Point-per-instance localization data
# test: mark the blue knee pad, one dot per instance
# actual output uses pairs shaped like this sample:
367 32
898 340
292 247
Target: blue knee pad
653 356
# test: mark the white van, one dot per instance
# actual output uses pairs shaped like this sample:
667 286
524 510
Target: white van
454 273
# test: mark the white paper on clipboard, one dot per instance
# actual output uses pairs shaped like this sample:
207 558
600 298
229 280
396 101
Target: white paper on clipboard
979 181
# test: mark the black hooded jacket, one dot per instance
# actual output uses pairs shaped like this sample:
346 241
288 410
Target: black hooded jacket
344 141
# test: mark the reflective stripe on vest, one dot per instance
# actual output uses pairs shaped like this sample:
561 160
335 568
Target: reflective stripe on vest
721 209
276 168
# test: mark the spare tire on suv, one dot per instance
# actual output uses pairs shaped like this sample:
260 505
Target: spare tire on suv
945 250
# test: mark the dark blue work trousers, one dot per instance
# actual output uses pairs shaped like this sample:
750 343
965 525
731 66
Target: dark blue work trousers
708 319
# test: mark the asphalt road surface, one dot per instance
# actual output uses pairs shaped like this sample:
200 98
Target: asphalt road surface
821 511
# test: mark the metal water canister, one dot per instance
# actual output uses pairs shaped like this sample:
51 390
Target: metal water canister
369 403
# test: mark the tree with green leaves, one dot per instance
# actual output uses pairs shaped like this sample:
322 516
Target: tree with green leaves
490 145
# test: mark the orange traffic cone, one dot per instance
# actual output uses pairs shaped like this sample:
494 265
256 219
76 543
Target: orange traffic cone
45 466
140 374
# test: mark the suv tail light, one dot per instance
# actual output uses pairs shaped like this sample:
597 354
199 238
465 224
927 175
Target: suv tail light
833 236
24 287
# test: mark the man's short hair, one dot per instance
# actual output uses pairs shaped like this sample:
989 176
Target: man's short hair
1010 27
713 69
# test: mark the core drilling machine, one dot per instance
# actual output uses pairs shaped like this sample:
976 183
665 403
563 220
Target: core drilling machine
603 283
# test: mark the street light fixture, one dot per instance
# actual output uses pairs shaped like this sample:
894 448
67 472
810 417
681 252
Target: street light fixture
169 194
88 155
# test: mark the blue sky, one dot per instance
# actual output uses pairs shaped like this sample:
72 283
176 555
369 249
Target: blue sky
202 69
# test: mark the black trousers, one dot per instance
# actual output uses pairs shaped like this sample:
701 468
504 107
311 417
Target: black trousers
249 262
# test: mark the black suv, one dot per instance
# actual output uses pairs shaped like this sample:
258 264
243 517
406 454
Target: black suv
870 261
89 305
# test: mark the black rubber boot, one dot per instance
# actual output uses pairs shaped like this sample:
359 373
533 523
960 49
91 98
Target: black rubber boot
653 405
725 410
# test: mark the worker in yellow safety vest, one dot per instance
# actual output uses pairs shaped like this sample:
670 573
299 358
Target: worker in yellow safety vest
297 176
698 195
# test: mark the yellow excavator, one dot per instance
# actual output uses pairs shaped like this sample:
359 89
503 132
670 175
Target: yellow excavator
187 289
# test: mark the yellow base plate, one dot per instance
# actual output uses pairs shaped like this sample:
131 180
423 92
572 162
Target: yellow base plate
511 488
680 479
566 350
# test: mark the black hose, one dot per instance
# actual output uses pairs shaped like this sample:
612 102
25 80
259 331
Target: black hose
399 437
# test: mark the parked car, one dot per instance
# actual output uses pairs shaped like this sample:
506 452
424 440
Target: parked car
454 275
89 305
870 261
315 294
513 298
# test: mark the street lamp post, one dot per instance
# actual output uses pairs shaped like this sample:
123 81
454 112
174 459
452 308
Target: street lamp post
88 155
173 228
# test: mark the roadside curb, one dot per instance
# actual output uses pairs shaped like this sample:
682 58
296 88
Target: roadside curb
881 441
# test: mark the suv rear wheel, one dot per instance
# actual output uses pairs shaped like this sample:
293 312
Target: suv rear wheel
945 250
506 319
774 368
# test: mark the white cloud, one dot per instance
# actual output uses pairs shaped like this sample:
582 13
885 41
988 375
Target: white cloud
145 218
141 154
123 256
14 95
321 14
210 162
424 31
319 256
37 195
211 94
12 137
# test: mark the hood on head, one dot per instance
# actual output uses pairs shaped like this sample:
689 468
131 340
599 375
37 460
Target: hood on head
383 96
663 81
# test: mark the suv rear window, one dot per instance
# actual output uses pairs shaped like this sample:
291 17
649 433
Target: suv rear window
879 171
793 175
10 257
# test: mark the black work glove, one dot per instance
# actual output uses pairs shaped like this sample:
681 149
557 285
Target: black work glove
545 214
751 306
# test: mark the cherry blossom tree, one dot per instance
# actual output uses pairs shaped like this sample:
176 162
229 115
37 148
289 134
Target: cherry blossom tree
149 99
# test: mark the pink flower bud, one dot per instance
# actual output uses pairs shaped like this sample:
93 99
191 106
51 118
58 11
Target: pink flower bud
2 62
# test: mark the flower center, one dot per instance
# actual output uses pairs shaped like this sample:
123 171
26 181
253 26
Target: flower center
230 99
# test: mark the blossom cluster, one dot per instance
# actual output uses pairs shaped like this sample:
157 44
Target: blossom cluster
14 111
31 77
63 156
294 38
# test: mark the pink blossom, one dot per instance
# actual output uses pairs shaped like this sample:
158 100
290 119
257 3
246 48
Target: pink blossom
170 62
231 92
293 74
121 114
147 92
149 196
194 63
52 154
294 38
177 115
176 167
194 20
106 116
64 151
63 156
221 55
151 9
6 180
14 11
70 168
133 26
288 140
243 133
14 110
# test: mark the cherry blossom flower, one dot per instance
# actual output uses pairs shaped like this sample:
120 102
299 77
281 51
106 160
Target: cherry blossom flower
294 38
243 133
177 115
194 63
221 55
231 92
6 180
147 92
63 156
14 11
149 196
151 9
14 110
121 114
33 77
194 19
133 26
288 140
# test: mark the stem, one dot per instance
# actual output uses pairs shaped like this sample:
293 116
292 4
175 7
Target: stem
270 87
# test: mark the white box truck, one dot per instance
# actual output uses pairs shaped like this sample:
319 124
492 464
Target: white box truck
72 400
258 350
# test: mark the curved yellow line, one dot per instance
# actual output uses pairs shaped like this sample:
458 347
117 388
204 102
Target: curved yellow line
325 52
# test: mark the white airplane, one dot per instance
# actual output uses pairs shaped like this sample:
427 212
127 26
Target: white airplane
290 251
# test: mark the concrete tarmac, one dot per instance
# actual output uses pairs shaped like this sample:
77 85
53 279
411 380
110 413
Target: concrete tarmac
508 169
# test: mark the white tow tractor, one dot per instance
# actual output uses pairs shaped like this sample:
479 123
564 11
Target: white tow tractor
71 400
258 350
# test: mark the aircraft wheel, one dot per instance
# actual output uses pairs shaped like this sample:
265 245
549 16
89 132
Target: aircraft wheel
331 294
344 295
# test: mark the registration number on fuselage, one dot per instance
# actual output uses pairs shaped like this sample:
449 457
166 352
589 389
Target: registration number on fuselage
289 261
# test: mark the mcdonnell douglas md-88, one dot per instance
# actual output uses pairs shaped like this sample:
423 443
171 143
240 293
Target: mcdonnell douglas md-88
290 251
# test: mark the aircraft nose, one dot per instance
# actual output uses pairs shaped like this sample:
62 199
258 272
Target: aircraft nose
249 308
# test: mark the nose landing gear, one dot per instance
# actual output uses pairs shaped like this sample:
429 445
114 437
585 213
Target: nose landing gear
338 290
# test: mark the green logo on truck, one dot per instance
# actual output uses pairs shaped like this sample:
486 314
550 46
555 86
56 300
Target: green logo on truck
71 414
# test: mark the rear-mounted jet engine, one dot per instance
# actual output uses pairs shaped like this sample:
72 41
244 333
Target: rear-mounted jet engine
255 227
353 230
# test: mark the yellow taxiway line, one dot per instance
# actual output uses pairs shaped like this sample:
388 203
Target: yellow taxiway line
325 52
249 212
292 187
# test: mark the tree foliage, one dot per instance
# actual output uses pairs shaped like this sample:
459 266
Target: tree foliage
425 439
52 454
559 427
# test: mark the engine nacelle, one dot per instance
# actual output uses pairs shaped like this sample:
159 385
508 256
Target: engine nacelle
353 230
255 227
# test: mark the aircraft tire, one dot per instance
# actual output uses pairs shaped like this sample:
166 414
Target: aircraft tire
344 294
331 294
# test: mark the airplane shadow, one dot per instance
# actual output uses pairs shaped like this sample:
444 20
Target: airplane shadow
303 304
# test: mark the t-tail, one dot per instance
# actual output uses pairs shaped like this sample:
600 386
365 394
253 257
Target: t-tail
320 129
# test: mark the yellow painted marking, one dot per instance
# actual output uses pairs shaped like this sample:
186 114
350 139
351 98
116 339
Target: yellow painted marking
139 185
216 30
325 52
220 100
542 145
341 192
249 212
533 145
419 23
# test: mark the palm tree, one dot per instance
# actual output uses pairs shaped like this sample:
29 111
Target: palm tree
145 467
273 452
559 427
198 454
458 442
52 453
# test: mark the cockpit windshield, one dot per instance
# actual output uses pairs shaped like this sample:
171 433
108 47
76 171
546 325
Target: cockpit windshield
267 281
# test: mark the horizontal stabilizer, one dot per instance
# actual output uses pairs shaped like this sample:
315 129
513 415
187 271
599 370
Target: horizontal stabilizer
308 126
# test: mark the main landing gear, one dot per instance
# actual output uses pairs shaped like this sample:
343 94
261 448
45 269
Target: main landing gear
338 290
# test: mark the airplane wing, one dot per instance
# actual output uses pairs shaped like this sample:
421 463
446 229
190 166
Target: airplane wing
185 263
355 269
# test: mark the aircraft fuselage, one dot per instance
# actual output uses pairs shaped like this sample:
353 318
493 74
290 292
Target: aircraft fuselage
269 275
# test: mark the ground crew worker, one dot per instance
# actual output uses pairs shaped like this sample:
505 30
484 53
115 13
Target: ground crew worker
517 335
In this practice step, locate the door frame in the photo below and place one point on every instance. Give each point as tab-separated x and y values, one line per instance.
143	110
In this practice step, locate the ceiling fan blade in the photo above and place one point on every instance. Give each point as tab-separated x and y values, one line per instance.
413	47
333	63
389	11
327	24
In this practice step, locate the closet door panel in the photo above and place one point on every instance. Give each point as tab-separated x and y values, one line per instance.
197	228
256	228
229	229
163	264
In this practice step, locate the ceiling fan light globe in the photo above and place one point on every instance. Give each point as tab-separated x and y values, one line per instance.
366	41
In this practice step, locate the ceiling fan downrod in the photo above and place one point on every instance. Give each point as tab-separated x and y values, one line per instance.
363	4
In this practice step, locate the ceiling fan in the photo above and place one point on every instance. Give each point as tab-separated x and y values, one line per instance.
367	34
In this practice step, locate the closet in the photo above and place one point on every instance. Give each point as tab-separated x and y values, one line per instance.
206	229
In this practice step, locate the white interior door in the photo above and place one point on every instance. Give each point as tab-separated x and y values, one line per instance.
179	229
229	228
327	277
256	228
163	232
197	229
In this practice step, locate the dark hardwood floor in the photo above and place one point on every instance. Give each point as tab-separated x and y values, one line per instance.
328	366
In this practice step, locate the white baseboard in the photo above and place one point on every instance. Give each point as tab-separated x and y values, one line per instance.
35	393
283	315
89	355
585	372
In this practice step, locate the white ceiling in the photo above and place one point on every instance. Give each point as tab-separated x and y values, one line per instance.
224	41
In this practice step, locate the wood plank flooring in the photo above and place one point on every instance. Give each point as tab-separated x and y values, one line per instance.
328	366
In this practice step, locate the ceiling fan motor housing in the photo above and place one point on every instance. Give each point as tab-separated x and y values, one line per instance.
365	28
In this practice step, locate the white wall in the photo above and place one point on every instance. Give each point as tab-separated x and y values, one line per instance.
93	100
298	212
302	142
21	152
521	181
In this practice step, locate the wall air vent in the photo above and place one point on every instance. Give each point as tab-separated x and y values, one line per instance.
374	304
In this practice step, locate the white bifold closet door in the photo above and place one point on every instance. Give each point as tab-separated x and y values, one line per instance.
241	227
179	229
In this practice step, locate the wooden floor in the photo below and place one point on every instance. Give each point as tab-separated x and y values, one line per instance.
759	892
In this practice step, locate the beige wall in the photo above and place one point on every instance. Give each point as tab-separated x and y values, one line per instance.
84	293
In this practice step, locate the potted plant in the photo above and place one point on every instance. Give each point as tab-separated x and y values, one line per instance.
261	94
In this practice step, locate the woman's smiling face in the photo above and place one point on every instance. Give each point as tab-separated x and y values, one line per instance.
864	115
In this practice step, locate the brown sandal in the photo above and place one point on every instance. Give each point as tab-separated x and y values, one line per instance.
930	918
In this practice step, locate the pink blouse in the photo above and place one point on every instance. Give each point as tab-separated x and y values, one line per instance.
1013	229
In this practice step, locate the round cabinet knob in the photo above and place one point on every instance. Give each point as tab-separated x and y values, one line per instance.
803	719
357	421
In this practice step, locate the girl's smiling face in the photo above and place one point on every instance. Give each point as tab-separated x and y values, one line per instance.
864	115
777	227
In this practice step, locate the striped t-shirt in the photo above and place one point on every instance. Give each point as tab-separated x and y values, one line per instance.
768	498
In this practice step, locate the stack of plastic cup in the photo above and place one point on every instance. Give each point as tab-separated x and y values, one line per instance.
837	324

What needs to be done -> From the first line of the data above to the line holding "# test: mark the asphalt", reproduce each line exactly; emit no other lines.

Task response ->
# test: mark the blue knee pad, one dot per instance
# actual output uses pairs shaped like this sample:
367 32
898 340
292 247
Target: blue knee pad
653 356
# test: mark the white van, one dot per instance
# actual output uses pairs shaped like this sample:
667 286
524 510
Target: white van
454 273
# test: mark the white paper on clipboard, one dot per instance
# actual output uses pairs shaped like this sample:
207 558
600 298
229 280
396 101
Target: white paper on clipboard
979 181
# test: mark the black hooded jacket, one dot per instance
# actual output uses pairs shaped like this sample:
346 241
288 410
Target: black hooded jacket
344 141
# test: mark the reflective stripe on vest, one dot per instance
# actual output uses pairs shaped like this sample:
561 160
335 568
Target: reflective stripe on vest
721 209
276 168
# test: mark the spare tire on suv, one dot per instance
# actual output uses pairs shaped like this sample:
260 505
Target: spare tire on suv
945 250
# test: mark the dark blue work trousers, one dot per instance
# actual output uses pairs shaped like this sample:
750 343
965 525
731 66
Target: dark blue work trousers
708 319
# test: mark the asphalt road surface, one dot per instance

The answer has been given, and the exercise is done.